Nothing should be left out: output all of the entries exactly.

#####

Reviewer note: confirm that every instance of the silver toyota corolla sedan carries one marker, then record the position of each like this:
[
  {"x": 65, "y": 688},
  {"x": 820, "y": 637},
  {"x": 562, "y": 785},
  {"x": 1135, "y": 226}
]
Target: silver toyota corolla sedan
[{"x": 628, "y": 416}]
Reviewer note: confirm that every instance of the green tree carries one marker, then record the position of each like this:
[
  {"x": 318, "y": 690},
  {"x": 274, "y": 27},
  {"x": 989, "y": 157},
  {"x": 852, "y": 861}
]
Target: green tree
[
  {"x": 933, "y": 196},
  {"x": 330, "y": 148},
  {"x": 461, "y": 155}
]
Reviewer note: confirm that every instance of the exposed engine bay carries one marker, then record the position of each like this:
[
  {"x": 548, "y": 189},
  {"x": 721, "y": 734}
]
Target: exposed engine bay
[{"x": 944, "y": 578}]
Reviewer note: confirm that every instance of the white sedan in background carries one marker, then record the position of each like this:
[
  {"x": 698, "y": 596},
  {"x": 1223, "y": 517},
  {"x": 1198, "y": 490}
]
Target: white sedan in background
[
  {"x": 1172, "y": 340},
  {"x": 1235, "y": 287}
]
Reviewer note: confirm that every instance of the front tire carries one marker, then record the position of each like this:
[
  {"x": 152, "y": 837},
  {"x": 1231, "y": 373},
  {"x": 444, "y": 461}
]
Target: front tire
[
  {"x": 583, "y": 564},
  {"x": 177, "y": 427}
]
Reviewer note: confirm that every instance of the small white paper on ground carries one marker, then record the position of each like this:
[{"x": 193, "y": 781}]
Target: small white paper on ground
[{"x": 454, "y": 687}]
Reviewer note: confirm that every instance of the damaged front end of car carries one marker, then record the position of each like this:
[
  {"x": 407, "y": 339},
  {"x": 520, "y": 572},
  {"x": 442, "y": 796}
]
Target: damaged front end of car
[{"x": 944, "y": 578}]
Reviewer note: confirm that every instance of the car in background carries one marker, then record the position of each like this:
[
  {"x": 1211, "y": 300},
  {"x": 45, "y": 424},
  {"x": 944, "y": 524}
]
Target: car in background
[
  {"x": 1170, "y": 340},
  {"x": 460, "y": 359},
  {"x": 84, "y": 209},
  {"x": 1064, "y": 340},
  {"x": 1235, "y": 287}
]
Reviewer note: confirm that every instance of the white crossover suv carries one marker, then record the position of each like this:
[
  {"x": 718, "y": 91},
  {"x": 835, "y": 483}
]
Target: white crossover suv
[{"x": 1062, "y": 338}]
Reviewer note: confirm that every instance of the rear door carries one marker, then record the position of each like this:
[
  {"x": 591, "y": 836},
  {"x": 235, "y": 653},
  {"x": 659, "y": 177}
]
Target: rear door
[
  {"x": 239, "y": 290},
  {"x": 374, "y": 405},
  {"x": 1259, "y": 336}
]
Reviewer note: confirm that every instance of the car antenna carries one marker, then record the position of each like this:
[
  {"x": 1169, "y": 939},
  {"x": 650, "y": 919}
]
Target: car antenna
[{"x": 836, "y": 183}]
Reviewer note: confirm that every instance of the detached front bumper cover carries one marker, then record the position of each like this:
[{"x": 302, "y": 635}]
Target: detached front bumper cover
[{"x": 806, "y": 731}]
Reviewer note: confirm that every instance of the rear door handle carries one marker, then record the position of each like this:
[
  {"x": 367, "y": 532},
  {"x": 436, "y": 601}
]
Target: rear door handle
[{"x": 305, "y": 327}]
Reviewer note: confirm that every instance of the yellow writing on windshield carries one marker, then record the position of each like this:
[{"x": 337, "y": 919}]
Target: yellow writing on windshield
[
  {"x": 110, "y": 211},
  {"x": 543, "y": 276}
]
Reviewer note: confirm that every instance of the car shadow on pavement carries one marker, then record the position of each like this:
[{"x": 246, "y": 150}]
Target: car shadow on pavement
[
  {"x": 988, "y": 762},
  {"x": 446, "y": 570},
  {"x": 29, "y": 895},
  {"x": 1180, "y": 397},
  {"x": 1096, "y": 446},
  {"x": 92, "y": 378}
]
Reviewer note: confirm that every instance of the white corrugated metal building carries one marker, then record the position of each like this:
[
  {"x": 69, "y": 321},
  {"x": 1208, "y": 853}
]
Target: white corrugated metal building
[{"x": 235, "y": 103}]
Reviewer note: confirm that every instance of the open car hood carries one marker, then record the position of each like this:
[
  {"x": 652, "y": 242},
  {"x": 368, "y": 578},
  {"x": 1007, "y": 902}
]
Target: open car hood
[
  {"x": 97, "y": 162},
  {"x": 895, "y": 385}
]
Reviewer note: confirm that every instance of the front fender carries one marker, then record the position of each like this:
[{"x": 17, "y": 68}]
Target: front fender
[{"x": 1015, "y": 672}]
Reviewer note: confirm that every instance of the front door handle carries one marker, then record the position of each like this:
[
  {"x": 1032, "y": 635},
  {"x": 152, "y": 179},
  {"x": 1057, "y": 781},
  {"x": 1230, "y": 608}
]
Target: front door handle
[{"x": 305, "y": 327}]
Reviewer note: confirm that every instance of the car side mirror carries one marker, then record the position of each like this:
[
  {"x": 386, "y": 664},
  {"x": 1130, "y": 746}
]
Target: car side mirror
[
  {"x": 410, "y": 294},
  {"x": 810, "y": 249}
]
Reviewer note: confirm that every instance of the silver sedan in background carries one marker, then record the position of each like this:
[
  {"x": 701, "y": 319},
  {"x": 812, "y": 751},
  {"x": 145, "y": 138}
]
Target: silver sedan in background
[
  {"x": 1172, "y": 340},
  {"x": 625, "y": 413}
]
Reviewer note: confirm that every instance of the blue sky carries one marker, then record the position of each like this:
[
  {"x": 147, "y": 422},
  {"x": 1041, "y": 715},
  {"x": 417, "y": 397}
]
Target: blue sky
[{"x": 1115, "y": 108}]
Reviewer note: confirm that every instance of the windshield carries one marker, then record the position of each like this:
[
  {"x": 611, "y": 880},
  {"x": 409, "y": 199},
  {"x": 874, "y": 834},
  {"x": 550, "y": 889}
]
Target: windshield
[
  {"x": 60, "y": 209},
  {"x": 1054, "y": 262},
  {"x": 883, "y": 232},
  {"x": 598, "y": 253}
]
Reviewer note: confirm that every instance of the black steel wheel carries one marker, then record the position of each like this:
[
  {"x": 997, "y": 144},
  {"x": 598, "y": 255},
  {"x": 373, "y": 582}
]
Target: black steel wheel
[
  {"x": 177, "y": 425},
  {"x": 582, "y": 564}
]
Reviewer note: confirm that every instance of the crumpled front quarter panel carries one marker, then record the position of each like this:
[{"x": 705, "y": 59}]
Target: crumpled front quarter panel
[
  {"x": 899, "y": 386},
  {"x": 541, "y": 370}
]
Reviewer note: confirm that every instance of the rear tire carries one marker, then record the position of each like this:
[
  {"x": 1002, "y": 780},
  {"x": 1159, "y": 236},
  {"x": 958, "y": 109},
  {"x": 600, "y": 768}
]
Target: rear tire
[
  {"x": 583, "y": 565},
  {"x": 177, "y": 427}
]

#####

= ANSWER FOR THE TASK =
Reviewer note: confirm that every instance of the silver toyota corolla sedan carries one marker, then record the position of each like this:
[
  {"x": 65, "y": 688},
  {"x": 820, "y": 637},
  {"x": 562, "y": 785},
  {"x": 1135, "y": 226}
]
Target: silver toyota corolla sedan
[{"x": 628, "y": 416}]
Reviewer note: confirm that every instance of the green tree carries one marker, then record the position of each like this:
[
  {"x": 318, "y": 690},
  {"x": 274, "y": 27},
  {"x": 989, "y": 157},
  {"x": 852, "y": 861}
]
Target: green tree
[
  {"x": 933, "y": 196},
  {"x": 330, "y": 148},
  {"x": 461, "y": 155}
]
Reviewer note: confirm that every instance of the exposed engine bay carries one marker, then record the position of each like this:
[
  {"x": 548, "y": 189},
  {"x": 721, "y": 734}
]
Target: exposed engine bay
[{"x": 944, "y": 578}]
Reviewer note: confirm that every instance of the white sedan in background carries one marker, then record the position of each like this:
[
  {"x": 698, "y": 596},
  {"x": 1223, "y": 517},
  {"x": 1198, "y": 490}
]
Target: white sedan in background
[
  {"x": 1172, "y": 340},
  {"x": 1235, "y": 287}
]
Reviewer note: confirm that every instance of the front tire carries one marker, then record the position of each like this:
[
  {"x": 152, "y": 837},
  {"x": 1231, "y": 373},
  {"x": 444, "y": 461}
]
Target: front tire
[
  {"x": 583, "y": 564},
  {"x": 177, "y": 427}
]
Reviewer note: confirm that every instance of the small white paper on ground carries one marker, then record the position of each like this:
[{"x": 193, "y": 781}]
Target: small white paper on ground
[{"x": 454, "y": 687}]
Reviewer note: confirm that every instance of the damaged front end of car carries one marker, then record the position of each like this:
[
  {"x": 407, "y": 339},
  {"x": 520, "y": 572},
  {"x": 442, "y": 796}
]
Target: damaged front end of car
[{"x": 944, "y": 578}]
Reviewer note: confirm that every instance of the car in background carries one marker, then record the position of each like this:
[
  {"x": 1211, "y": 300},
  {"x": 45, "y": 424},
  {"x": 944, "y": 524}
]
Target: car in background
[
  {"x": 1170, "y": 340},
  {"x": 460, "y": 359},
  {"x": 84, "y": 209},
  {"x": 1064, "y": 340},
  {"x": 1235, "y": 287}
]
Reviewer note: confirm that every instance of the white crossover suv carries one marker, then record the position of each like this:
[
  {"x": 718, "y": 91},
  {"x": 835, "y": 483}
]
Target: white crossover suv
[{"x": 1062, "y": 338}]
Reviewer note: confirm that every instance of the rear door carries one marker, then record the position of each like this:
[
  {"x": 591, "y": 836},
  {"x": 235, "y": 653},
  {"x": 659, "y": 177}
]
Target: rear door
[
  {"x": 239, "y": 290},
  {"x": 374, "y": 405},
  {"x": 1259, "y": 336}
]
Reviewer note: confirm that every instance of the car antenna carries one marker, then record the position of each like this:
[
  {"x": 1169, "y": 939},
  {"x": 650, "y": 919}
]
Target: car antenna
[{"x": 836, "y": 183}]
Reviewer note: confirm that every instance of the detached front bumper cover carries one marker, then record the position of each like this:
[{"x": 302, "y": 635}]
Target: detached front bumper cover
[{"x": 806, "y": 731}]
Reviewer note: confirm that every instance of the rear door handle carries one marker, then record the position of each like this:
[
  {"x": 367, "y": 532},
  {"x": 436, "y": 601}
]
Target: rear door handle
[{"x": 305, "y": 327}]
Reviewer note: confirm that every instance of the yellow writing on windshield carries one marker, then record the position of each like this:
[{"x": 337, "y": 919}]
Target: yellow writing on windshield
[
  {"x": 110, "y": 211},
  {"x": 543, "y": 276}
]
Reviewer note: confirm that every instance of the car shadow on pavement carries one marker, then record the position of each like this:
[{"x": 246, "y": 150}]
Target: car shadow on pavement
[
  {"x": 988, "y": 762},
  {"x": 446, "y": 570},
  {"x": 29, "y": 895},
  {"x": 1180, "y": 397},
  {"x": 1096, "y": 446},
  {"x": 92, "y": 378}
]
Reviewer note: confirm that every instance of the white corrugated metal building carries one marker, then record the position of each like this:
[
  {"x": 69, "y": 321},
  {"x": 1208, "y": 853}
]
Target: white corrugated metal building
[{"x": 235, "y": 103}]
Reviewer note: confirm that every instance of the open car hood carries one marker, then record the position of each like this:
[
  {"x": 652, "y": 242},
  {"x": 368, "y": 578},
  {"x": 1007, "y": 902}
]
Target: open car hood
[
  {"x": 97, "y": 162},
  {"x": 895, "y": 385}
]
Reviewer note: confirm that every instance of the front fender carries one marker, then record the position of each like this:
[{"x": 17, "y": 68}]
Target: front fender
[{"x": 1015, "y": 672}]
Reviewer note: confirm that every instance of the front door handle carries one marker, then record the position of each like this:
[
  {"x": 1032, "y": 635},
  {"x": 152, "y": 179},
  {"x": 1057, "y": 781},
  {"x": 1230, "y": 608}
]
Target: front door handle
[{"x": 305, "y": 327}]
Reviewer note: confirm that every instance of the car side mirror carries one marker, then record the position of each like this:
[
  {"x": 386, "y": 664},
  {"x": 1130, "y": 746}
]
Target: car side mirror
[
  {"x": 410, "y": 294},
  {"x": 810, "y": 249}
]
Reviewer note: confirm that every instance of the silver sedan in background carries one marker, then record the position of each like this:
[
  {"x": 701, "y": 319},
  {"x": 812, "y": 751},
  {"x": 145, "y": 138}
]
Target: silver sedan in background
[
  {"x": 1172, "y": 340},
  {"x": 625, "y": 413}
]
Reviewer note: confirm that every instance of the blue sky carries one marker, then record the position of each like this:
[
  {"x": 147, "y": 422},
  {"x": 1041, "y": 715},
  {"x": 417, "y": 397}
]
Target: blue sky
[{"x": 1115, "y": 108}]
Reviewer note: confirm that every instance of the windshield carries one marker, then record the position of each like this:
[
  {"x": 611, "y": 880},
  {"x": 409, "y": 199},
  {"x": 874, "y": 834},
  {"x": 550, "y": 889}
]
Target: windshield
[
  {"x": 60, "y": 209},
  {"x": 1054, "y": 262},
  {"x": 883, "y": 232},
  {"x": 598, "y": 253}
]
Reviewer note: confirm that every instance of the black steel wheel carries one marker, then record the position of each like this:
[
  {"x": 997, "y": 144},
  {"x": 598, "y": 255},
  {"x": 373, "y": 582}
]
Target: black steel wheel
[
  {"x": 177, "y": 425},
  {"x": 582, "y": 564}
]
Reviewer note: confirm that every instance of the crumpled front quarter panel carries one marker, then record the position of each like this:
[{"x": 705, "y": 59}]
Target: crumpled front quarter panel
[
  {"x": 899, "y": 386},
  {"x": 541, "y": 370}
]
Reviewer note: confirm that every instance of the rear tire carries one marker, then record the position of each like this:
[
  {"x": 1002, "y": 780},
  {"x": 1159, "y": 236},
  {"x": 958, "y": 109},
  {"x": 600, "y": 768}
]
Target: rear tire
[
  {"x": 583, "y": 565},
  {"x": 177, "y": 427}
]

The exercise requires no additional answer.